▶ [Fragment strony]:
Wiadomo też, że krajowe nadzory, w tym nasza KNF, mogą dodać do stress-testów „dodatkowe i specyficzne warunki makroekonomicznej wrażliwości i ryzyka szoków rynkowych w celu uwzględnienia specyfiki poszczególnych krajów”. Mogą też sprawdzić inne obszary ryzyka poza wymienionymi przez EBA, jak np. ryzyko zgodności czy ryzyko prawne. Mogą również w tym celu żądać od banków dostarczenia dodatkowych danych. Zapewne w scenariuszu niekorzystnym w Polsce można spodziewać się założeń dotyczących osłabienia złotego, żeby przetestować ryzyko kursowe i wrażliwość kredytów walutowych oraz zidentyfikować ewentualność strat.

Stress-testy mają być zrealizowane przy założeniu „statycznej sumy bilansowej”. Co to znaczy? Zakłada się, że bank przez cały trzyletni okres utrzymuje taki sam model biznesowy, nie dokonuje akwizycji, ani nie sprzedaje części swojego biznesu. Jeśli chodzi o rachunek zysków i strat oraz przychody i koszty, banki mają założyć, że pozostaną one w tym okresie bez zmian.

Jak stress-testy EBA mają się do planowanych przez EBC? Tego do końca nie wiemy. EBA zaznaczyła, że główne cechy tych testów będą „zbieżne”. Dlaczego więc dwie instytucje będą je prowadzić osobno, ale też niemal równolegle?

Warto zwrócić uwagę na geograficzny zasięg obu testów. Te, które przeprowadzi EBC, obejmą banki ze strefy euro. Testy EBA mają szerszy zasięg – bo prócz banków polskich, szwedzkich, duńskich, norweskiego DNB czy też węgierskiego OTP, wezmą w nich udział przede wszystkim banki brytyjskie.

▶ [Zadanie do wykonania]:
Kontynuuj tekst o stress-testach bankowych EBA, zaczynając zaraz po jego ostatnim zdaniu.

▶ [Przedstawione informacje]:

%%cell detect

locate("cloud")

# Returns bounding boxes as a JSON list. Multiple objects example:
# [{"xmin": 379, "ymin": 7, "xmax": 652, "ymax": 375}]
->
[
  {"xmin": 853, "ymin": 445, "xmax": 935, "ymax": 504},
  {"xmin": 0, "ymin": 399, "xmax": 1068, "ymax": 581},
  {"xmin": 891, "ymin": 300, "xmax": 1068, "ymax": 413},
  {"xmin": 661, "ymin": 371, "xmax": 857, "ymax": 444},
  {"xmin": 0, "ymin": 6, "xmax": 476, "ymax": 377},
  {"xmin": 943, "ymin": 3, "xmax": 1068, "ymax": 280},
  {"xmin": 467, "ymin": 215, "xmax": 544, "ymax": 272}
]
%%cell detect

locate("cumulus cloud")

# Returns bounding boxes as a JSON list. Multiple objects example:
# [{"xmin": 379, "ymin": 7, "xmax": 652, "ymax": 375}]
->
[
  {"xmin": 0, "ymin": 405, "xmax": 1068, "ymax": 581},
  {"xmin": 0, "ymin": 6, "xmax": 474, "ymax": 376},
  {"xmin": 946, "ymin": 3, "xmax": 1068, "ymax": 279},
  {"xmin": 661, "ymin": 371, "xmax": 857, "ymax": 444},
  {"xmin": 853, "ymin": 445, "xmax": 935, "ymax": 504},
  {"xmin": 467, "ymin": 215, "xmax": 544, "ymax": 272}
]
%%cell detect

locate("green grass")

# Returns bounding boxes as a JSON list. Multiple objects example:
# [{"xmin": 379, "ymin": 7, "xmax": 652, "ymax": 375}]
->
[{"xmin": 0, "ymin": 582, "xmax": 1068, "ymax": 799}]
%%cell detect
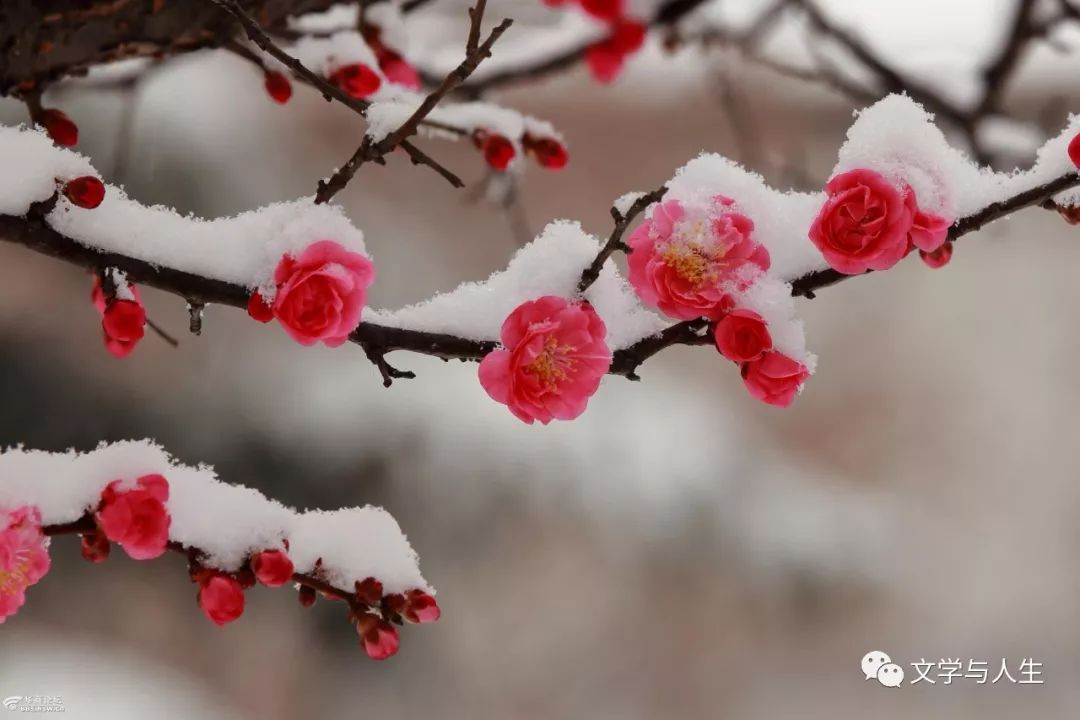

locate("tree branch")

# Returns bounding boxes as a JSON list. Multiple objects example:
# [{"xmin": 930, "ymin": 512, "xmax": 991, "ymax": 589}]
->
[
  {"xmin": 313, "ymin": 0, "xmax": 513, "ymax": 203},
  {"xmin": 792, "ymin": 172, "xmax": 1080, "ymax": 299}
]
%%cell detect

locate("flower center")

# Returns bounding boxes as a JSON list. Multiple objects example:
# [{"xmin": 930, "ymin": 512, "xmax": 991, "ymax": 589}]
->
[
  {"xmin": 525, "ymin": 336, "xmax": 575, "ymax": 390},
  {"xmin": 0, "ymin": 548, "xmax": 30, "ymax": 595}
]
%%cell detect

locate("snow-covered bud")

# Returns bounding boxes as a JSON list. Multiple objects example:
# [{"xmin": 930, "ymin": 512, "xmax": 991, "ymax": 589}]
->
[
  {"xmin": 402, "ymin": 590, "xmax": 443, "ymax": 624},
  {"xmin": 64, "ymin": 175, "xmax": 105, "ymax": 210},
  {"xmin": 37, "ymin": 108, "xmax": 79, "ymax": 148},
  {"xmin": 356, "ymin": 614, "xmax": 401, "ymax": 660},
  {"xmin": 252, "ymin": 551, "xmax": 294, "ymax": 587},
  {"xmin": 262, "ymin": 70, "xmax": 293, "ymax": 105},
  {"xmin": 79, "ymin": 530, "xmax": 112, "ymax": 562},
  {"xmin": 199, "ymin": 574, "xmax": 244, "ymax": 626},
  {"xmin": 356, "ymin": 578, "xmax": 382, "ymax": 608}
]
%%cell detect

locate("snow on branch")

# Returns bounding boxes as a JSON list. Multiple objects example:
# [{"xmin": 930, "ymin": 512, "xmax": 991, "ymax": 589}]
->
[
  {"xmin": 0, "ymin": 440, "xmax": 440, "ymax": 660},
  {"xmin": 0, "ymin": 95, "xmax": 1080, "ymax": 422}
]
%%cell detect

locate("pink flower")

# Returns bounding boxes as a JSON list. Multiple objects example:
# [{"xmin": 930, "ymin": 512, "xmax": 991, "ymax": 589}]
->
[
  {"xmin": 919, "ymin": 243, "xmax": 953, "ymax": 270},
  {"xmin": 810, "ymin": 169, "xmax": 923, "ymax": 275},
  {"xmin": 402, "ymin": 590, "xmax": 443, "ymax": 623},
  {"xmin": 266, "ymin": 240, "xmax": 375, "ymax": 348},
  {"xmin": 0, "ymin": 505, "xmax": 50, "ymax": 624},
  {"xmin": 713, "ymin": 310, "xmax": 772, "ymax": 363},
  {"xmin": 96, "ymin": 475, "xmax": 172, "ymax": 560},
  {"xmin": 906, "ymin": 197, "xmax": 953, "ymax": 253},
  {"xmin": 480, "ymin": 295, "xmax": 611, "ymax": 424},
  {"xmin": 199, "ymin": 574, "xmax": 244, "ymax": 626},
  {"xmin": 90, "ymin": 279, "xmax": 146, "ymax": 357},
  {"xmin": 356, "ymin": 613, "xmax": 401, "ymax": 660},
  {"xmin": 585, "ymin": 17, "xmax": 646, "ymax": 83},
  {"xmin": 252, "ymin": 551, "xmax": 294, "ymax": 587},
  {"xmin": 626, "ymin": 198, "xmax": 769, "ymax": 320},
  {"xmin": 742, "ymin": 351, "xmax": 810, "ymax": 407},
  {"xmin": 379, "ymin": 50, "xmax": 420, "ymax": 90}
]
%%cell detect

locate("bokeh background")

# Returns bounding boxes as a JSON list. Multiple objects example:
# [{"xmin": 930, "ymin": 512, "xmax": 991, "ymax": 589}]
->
[{"xmin": 0, "ymin": 0, "xmax": 1080, "ymax": 720}]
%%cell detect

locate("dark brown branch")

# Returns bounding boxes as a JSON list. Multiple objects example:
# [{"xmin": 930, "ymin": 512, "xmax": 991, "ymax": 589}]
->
[
  {"xmin": 41, "ymin": 515, "xmax": 380, "ymax": 614},
  {"xmin": 792, "ymin": 173, "xmax": 1080, "ymax": 299},
  {"xmin": 458, "ymin": 0, "xmax": 705, "ymax": 97},
  {"xmin": 578, "ymin": 185, "xmax": 667, "ymax": 295},
  {"xmin": 6, "ymin": 172, "xmax": 1080, "ymax": 384},
  {"xmin": 315, "ymin": 0, "xmax": 513, "ymax": 204},
  {"xmin": 210, "ymin": 0, "xmax": 464, "ymax": 188}
]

▶ [Wynik zadania]:
Będą to HSBC, Barclays, Royal Bank of Scotland oraz Lloyds. Trzy pierwsze okupują czołowe miejsca na liście globalnych, systemowo ważnych instytucji kredytowych, ogłaszanej corocznie przez Financial Stability Board. A zatem to banki „zbyt duże, żeby upaść”. EBC, prowadząc swoje stress-testy, nie będzie miał żadnego dostępu do ich bilansów, ale po testach EBA będzie miał materiał do porównań. Bank Anglii zaraz po zapowiedzi EBA podał, że testy będą w Wielkiej Brytanii prowadzone równolegle.

EBA i EBC deklarują, iż działają w porozumieniu. Inne sugestie płyną ze środowiska bankowego. „Nie jest jasne, czy metodologia stress-testów EBA będzie identyczna z testami warunków skrajnych EBC. Ważne, aby na przyszłość EBA i EBC uzgodniły z góry zasady komunikacji. Konflikty między władzami europejskimi nie powinny działać na szkodę banków” – powiedział cytowany przez agencję Bloomberg Michael Kemmer, dyrektor zarządzający Stowarzyszenia Banków Niemieckich.

Na przekór tej opinii, wkrótce po ogłoszeniu przez EBA zamiaru przeprowadzenia stress-testów EBC wydał komunikat, w którym zapowiedział, że działania instytucji są w pełni skoordynowane. „W stress-testach, jako składniku wszechstronnej oceny (sumy bilansowej), EBC ściśle współpracuje z EBA i zastosuje metodologię oraz parametry uzgodnione i ogłoszone przez ten organ” – napisał EBC. Zapowiedział też – co może być istotne dla polskich banków – że zarówno testami, jak i wszechstronną oceną mogą być objęte zarówno grupy na poziomie skonsolidowanym, jak też spółki zależne, również działające w krajach poza strefą euro. Może to oznaczać, że EBC, którego nadzorowi polskie banki nie będą podlegać, może zażądać od matki polskiej spółki zależnej dokładnego sprawozdania, tak jakby ona sama zachowała się w warunkach skrajnych.

Nasze banki będą więc musiały zrealizować testy warunków skrajnych tak jak oczekuje tego EBA, z ewentualnymi dodatkowymi założeniami, których może wymagać KNF. Następnie będą musiały przekazać sprawozdania swoim europejskim matkom do ich skonsolidowanych raportów w takim formacie, w jakim oczekiwał ich będzie EBC. EBC może się jednak do matek zwrócić o szczegółowe raporty dotyczące wyłącznie polskich banków.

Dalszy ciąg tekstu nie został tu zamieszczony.